▸ **GIVEN PROBLEM**: Locate every line below that contains the word "piece" and copy each of those lines.

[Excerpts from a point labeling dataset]
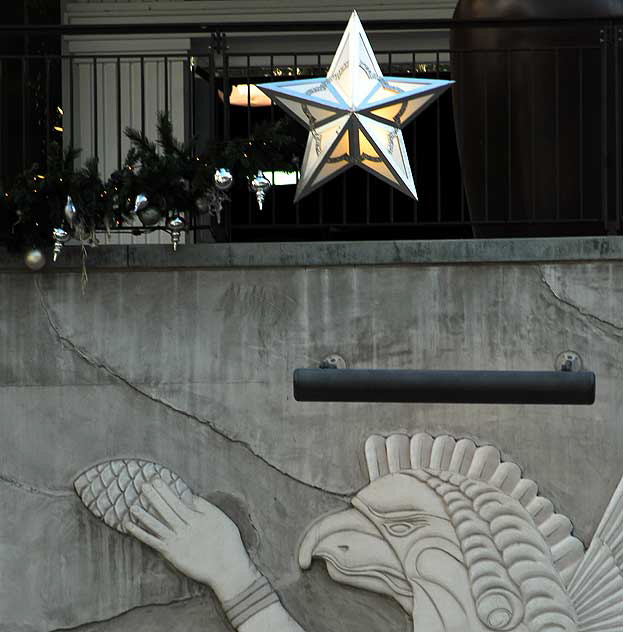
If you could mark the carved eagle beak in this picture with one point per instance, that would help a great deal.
(356, 553)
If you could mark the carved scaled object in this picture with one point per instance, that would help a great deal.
(464, 543)
(110, 489)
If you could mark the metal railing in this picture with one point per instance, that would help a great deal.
(527, 143)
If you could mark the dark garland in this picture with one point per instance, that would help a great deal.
(172, 175)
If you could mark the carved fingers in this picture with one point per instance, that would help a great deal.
(172, 515)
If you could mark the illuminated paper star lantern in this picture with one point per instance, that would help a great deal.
(355, 115)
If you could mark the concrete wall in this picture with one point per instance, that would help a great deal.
(192, 368)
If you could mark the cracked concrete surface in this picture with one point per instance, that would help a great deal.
(557, 293)
(63, 339)
(193, 369)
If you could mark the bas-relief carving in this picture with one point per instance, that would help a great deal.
(459, 539)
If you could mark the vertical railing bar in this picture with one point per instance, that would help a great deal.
(248, 78)
(212, 94)
(166, 85)
(344, 201)
(142, 60)
(367, 198)
(193, 129)
(273, 201)
(248, 96)
(486, 143)
(226, 91)
(557, 131)
(193, 105)
(25, 104)
(48, 122)
(509, 137)
(119, 136)
(390, 188)
(95, 111)
(438, 140)
(604, 123)
(462, 133)
(72, 114)
(414, 205)
(297, 206)
(533, 135)
(581, 132)
(618, 36)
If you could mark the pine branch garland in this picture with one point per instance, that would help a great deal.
(170, 173)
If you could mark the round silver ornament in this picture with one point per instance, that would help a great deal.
(223, 180)
(149, 215)
(34, 259)
(175, 225)
(70, 212)
(260, 185)
(60, 236)
(140, 202)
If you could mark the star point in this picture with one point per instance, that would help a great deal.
(354, 115)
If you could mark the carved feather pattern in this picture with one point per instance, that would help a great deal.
(386, 455)
(109, 489)
(597, 586)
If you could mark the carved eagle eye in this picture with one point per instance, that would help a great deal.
(402, 529)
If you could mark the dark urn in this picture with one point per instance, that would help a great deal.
(535, 114)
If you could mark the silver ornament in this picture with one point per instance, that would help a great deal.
(60, 236)
(34, 259)
(212, 202)
(260, 185)
(175, 225)
(223, 180)
(140, 202)
(149, 215)
(70, 212)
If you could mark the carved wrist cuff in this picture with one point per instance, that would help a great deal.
(256, 597)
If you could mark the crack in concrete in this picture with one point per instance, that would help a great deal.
(115, 617)
(618, 330)
(32, 489)
(65, 341)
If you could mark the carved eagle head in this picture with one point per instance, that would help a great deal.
(460, 540)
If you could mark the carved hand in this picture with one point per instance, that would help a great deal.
(203, 543)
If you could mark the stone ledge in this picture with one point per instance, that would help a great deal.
(335, 253)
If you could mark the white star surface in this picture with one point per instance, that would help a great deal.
(355, 115)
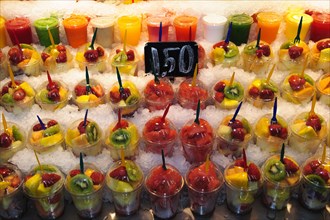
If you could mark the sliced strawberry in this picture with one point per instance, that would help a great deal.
(49, 179)
(253, 172)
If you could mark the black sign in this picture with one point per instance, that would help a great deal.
(171, 58)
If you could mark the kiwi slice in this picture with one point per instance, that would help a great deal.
(275, 170)
(81, 184)
(51, 130)
(120, 138)
(133, 172)
(91, 132)
(234, 91)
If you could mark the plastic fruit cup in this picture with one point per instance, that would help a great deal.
(19, 29)
(30, 65)
(49, 204)
(240, 199)
(158, 96)
(153, 24)
(88, 204)
(128, 139)
(125, 195)
(128, 67)
(98, 66)
(164, 204)
(276, 194)
(88, 101)
(303, 138)
(202, 202)
(189, 95)
(47, 104)
(185, 27)
(314, 190)
(264, 139)
(76, 30)
(131, 24)
(18, 134)
(45, 141)
(78, 143)
(12, 202)
(323, 89)
(105, 30)
(158, 136)
(227, 145)
(53, 64)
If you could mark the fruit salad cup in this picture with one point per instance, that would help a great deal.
(315, 185)
(158, 135)
(52, 96)
(12, 200)
(125, 184)
(95, 59)
(323, 88)
(26, 61)
(17, 98)
(227, 96)
(84, 138)
(189, 95)
(164, 187)
(232, 137)
(292, 57)
(11, 141)
(197, 140)
(128, 101)
(86, 190)
(204, 183)
(242, 186)
(298, 89)
(281, 178)
(159, 94)
(320, 56)
(44, 186)
(57, 59)
(262, 94)
(255, 59)
(48, 139)
(84, 99)
(307, 132)
(271, 136)
(125, 61)
(224, 53)
(123, 136)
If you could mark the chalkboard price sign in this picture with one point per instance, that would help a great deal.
(171, 58)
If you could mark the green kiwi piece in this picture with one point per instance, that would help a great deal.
(81, 184)
(120, 138)
(275, 170)
(234, 91)
(51, 130)
(92, 132)
(133, 172)
(18, 136)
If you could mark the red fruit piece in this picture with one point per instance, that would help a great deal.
(119, 173)
(253, 172)
(74, 172)
(315, 122)
(80, 90)
(290, 166)
(295, 52)
(49, 179)
(97, 178)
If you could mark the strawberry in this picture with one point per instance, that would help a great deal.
(49, 179)
(290, 166)
(97, 178)
(253, 172)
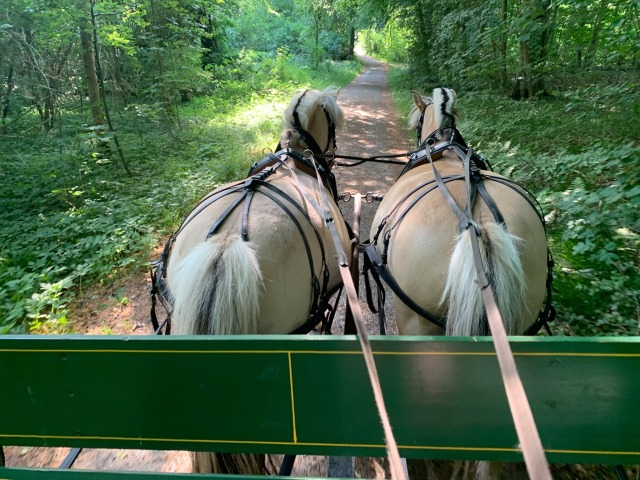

▸ **EXERCISE SOLUTION**:
If you could mark the green kiwi piece in this picture with one point per instance, that would help a great deal.
If you could mark the red fruit piece in this picture with one point per instance, that would help a great deal.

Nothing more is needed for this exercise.